• **Written instruction**
Return every line of the listing that contains the word "embellished", matching case exactly.

• **Provided material**
-=-=-
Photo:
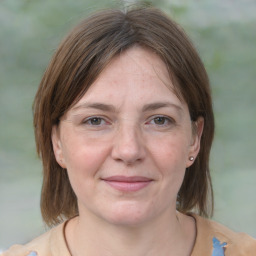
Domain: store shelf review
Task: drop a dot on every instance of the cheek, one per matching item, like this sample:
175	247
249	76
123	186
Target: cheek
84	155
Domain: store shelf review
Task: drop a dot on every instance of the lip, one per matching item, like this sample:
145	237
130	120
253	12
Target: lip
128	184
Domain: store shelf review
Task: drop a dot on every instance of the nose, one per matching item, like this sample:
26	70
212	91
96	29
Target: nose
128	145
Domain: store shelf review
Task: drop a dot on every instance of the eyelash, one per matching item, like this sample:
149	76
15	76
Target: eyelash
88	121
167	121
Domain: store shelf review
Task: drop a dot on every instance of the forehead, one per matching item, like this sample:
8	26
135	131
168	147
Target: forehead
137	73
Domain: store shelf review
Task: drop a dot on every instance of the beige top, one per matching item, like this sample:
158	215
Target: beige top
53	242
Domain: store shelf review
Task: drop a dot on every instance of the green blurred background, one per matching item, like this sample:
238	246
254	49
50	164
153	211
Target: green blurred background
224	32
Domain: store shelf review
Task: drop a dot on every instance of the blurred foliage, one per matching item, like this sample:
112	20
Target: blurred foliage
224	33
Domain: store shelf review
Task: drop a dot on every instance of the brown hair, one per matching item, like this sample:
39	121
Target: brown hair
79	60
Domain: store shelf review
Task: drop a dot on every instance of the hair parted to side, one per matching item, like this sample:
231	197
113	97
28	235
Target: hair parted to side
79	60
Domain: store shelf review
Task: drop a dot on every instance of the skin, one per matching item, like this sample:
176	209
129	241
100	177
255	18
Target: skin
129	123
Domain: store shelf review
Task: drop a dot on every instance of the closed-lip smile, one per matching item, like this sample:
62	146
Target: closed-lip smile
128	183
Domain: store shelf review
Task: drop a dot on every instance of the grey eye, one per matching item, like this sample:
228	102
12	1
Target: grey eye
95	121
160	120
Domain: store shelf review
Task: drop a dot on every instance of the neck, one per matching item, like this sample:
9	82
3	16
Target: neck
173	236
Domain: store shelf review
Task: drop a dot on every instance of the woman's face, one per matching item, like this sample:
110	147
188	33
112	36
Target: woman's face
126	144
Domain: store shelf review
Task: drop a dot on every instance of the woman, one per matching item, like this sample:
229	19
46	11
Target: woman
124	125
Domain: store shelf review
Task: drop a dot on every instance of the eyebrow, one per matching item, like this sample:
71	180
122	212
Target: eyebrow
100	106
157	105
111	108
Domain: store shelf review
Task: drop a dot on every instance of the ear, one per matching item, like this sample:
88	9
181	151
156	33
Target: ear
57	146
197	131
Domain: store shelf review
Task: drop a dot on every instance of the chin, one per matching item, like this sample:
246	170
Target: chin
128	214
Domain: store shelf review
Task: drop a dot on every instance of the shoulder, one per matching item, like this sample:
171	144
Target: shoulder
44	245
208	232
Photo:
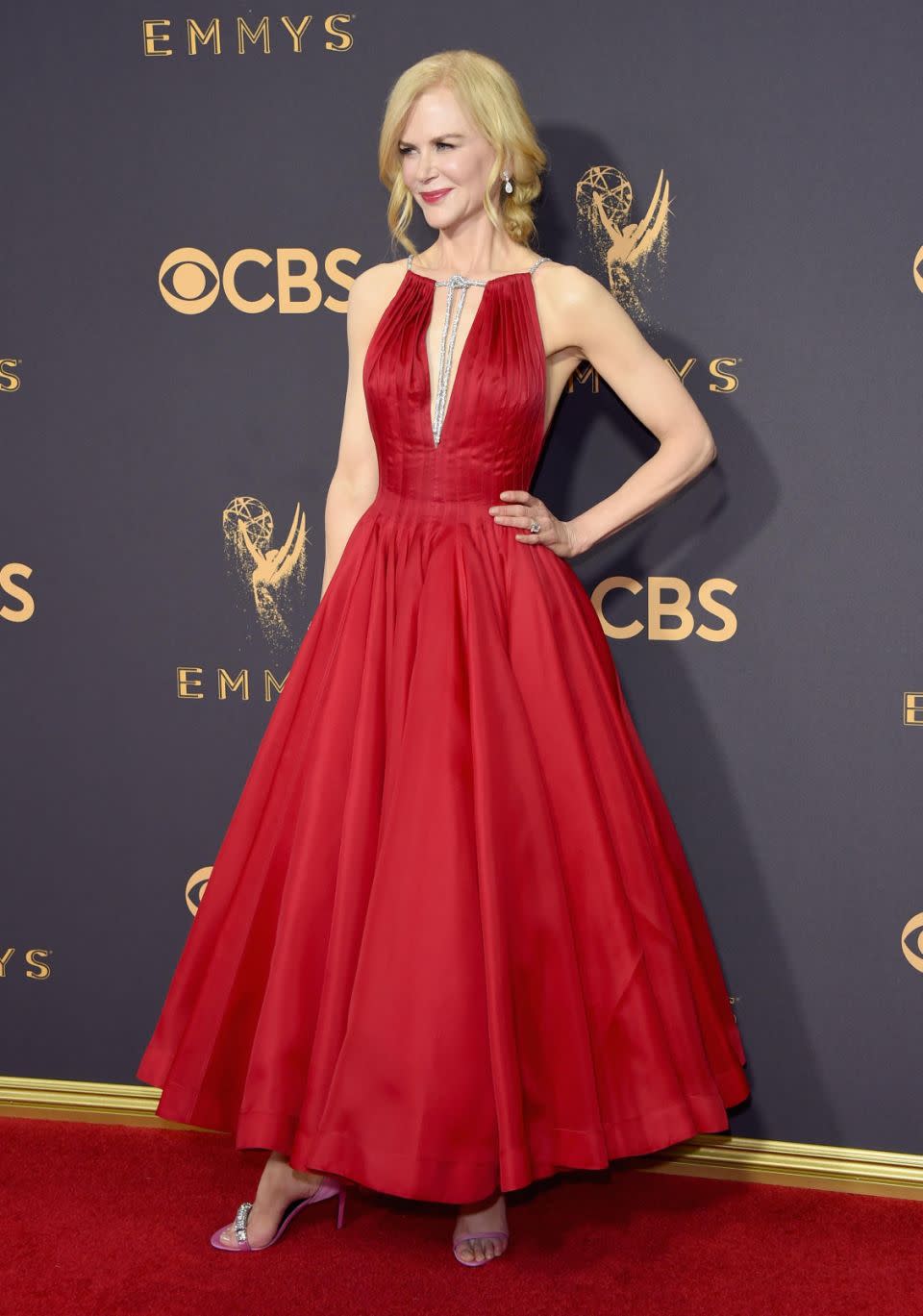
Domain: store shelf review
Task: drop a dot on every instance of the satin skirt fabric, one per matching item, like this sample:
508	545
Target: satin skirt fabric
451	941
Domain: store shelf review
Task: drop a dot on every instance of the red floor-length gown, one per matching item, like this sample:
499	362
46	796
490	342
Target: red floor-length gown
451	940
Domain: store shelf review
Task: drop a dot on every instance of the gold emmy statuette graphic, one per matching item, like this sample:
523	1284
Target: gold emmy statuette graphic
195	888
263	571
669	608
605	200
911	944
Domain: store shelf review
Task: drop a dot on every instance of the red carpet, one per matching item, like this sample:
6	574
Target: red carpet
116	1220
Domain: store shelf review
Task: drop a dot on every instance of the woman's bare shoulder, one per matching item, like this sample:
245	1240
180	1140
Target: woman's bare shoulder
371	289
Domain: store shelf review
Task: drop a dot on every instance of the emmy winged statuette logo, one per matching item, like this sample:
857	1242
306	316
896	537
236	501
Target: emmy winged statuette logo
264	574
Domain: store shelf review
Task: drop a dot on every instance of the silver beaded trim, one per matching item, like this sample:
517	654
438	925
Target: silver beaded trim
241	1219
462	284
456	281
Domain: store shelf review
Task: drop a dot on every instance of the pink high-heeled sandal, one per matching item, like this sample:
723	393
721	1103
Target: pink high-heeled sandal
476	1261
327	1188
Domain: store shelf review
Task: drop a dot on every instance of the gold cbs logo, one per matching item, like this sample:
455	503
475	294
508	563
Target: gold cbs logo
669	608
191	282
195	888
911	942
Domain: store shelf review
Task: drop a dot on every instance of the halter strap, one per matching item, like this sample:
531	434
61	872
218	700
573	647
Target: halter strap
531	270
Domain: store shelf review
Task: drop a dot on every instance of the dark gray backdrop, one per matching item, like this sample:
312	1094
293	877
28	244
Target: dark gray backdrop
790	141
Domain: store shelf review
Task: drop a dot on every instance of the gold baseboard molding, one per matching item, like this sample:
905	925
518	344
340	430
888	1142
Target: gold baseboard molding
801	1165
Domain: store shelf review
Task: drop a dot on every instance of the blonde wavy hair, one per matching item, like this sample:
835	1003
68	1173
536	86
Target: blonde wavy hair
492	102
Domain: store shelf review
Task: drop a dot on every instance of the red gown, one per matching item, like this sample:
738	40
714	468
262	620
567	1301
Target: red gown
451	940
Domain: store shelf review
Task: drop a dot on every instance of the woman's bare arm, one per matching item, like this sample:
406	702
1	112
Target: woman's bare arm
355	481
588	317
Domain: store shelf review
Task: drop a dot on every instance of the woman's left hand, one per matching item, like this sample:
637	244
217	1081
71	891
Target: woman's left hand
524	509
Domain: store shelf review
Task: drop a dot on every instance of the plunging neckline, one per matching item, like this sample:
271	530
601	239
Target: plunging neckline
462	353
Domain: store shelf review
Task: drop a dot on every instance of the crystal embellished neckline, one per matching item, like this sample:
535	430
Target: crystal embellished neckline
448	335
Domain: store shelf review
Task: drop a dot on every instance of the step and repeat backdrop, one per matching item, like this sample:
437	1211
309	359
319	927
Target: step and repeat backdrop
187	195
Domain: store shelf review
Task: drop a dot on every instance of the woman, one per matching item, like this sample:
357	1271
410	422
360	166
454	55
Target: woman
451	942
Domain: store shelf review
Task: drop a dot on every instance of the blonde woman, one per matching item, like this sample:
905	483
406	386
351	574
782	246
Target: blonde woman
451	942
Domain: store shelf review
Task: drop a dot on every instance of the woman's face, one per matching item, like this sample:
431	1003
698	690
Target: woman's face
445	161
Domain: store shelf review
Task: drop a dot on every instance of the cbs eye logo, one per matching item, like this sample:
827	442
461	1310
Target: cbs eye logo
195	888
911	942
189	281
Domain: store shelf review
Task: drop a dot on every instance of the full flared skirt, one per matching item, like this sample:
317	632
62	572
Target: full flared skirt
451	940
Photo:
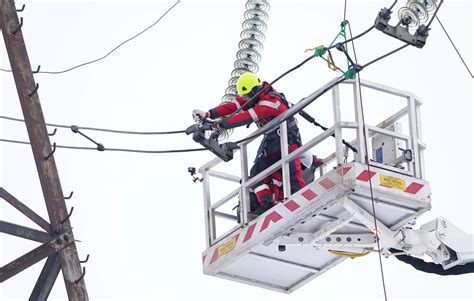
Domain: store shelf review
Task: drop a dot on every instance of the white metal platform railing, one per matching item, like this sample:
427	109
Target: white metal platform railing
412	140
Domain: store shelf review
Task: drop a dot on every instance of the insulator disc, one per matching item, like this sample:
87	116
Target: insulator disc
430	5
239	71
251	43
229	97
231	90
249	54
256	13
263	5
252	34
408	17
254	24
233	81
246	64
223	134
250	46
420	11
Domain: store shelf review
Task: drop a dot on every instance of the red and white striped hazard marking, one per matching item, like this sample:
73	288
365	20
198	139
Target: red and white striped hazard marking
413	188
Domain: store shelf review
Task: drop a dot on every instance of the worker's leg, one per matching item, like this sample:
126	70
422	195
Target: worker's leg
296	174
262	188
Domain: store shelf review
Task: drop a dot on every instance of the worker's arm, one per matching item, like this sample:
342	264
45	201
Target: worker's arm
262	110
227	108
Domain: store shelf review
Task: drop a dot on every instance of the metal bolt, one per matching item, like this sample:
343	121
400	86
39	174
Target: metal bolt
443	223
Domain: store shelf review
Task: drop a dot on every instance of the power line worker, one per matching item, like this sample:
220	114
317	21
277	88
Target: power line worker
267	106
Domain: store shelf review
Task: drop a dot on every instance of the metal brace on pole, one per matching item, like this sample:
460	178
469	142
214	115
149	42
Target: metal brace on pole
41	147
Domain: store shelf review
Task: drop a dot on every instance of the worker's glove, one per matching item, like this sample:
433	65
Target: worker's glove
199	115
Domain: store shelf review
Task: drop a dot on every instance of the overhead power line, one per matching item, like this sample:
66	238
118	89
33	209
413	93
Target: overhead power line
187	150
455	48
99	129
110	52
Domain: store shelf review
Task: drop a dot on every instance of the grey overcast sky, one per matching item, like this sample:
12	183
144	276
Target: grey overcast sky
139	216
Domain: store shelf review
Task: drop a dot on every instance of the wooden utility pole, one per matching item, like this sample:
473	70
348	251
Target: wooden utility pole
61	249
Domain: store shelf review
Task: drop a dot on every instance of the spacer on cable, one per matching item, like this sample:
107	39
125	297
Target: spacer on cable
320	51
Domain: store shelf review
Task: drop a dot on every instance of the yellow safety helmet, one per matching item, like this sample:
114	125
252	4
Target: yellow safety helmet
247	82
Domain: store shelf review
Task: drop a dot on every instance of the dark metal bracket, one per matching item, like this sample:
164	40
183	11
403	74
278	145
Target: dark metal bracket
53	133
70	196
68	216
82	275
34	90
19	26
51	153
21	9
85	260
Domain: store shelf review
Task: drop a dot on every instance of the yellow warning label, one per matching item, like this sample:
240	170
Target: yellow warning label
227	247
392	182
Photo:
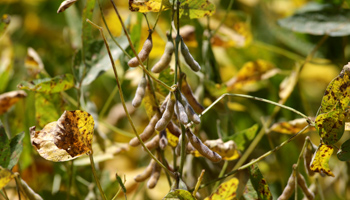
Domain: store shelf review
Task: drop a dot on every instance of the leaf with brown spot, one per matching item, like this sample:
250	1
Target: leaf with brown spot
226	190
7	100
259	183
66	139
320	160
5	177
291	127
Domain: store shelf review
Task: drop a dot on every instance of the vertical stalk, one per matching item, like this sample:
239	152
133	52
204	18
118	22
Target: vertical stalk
-=-=-
• **Answer to this exercise**
Task: drop a dot on every instance of the crystal embellished neckline, one per matching item, like this sample:
Target: crystal embellished neckline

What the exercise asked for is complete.